#### Requirement:
From the ICU study text below, copy the stretch from "Table 1 Demographic" through "1 peritoneal sample." word for word.

#### Document text:
Of the 415 patients admitted to the ICU during the 29-week study period, 262 were excluded because their length of stay was <72 h and 27 were excluded because screening at admission revealed P. aeruginosa. Finally, 126 patients were included, comprising 1,345 patient-days. The demographic and clinical characteristics of these patients are shown in Table 1.

Table 1 Demographic and clinical characteristics of the study population (n = 126)

Microbiological screening

During the study, microbiological screening yielded 807 samples: 166 sputum or bronchoalveolar cultures, 144 blood cultures, 114 nasal, 111 rectal, 109 throat, 108 urine and 55 miscellaneous cultures. Cultures were not available for 15 patients, accounting for 94 patient-days. Each patient had a median of five cultures (range: two to nine) during their ICU stay. Acquired P. aeruginosa was present in 27 cultures (3.4%): 11 respiratory, 7 rectal, 4 throat and 3 nasal cultures, 1 stool and 1 peritoneal sample.

#### Extracted entries:
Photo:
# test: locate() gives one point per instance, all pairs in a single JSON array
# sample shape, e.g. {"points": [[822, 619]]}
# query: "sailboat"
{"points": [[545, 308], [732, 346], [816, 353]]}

#### Output for this exercise:
Table 1 Demographic and clinical characteristics of the study population (n = 126)

Microbiological screening

During the study, microbiological screening yielded 807 samples: 166 sputum or bronchoalveolar cultures, 144 blood cultures, 114 nasal, 111 rectal, 109 throat, 108 urine and 55 miscellaneous cultures. Cultures were not available for 15 patients, accounting for 94 patient-days. Each patient had a median of five cultures (range: two to nine) during their ICU stay. Acquired P. aeruginosa was present in 27 cultures (3.4%): 11 respiratory, 7 rectal, 4 throat and 3 nasal cultures, 1 stool and 1 peritoneal sample.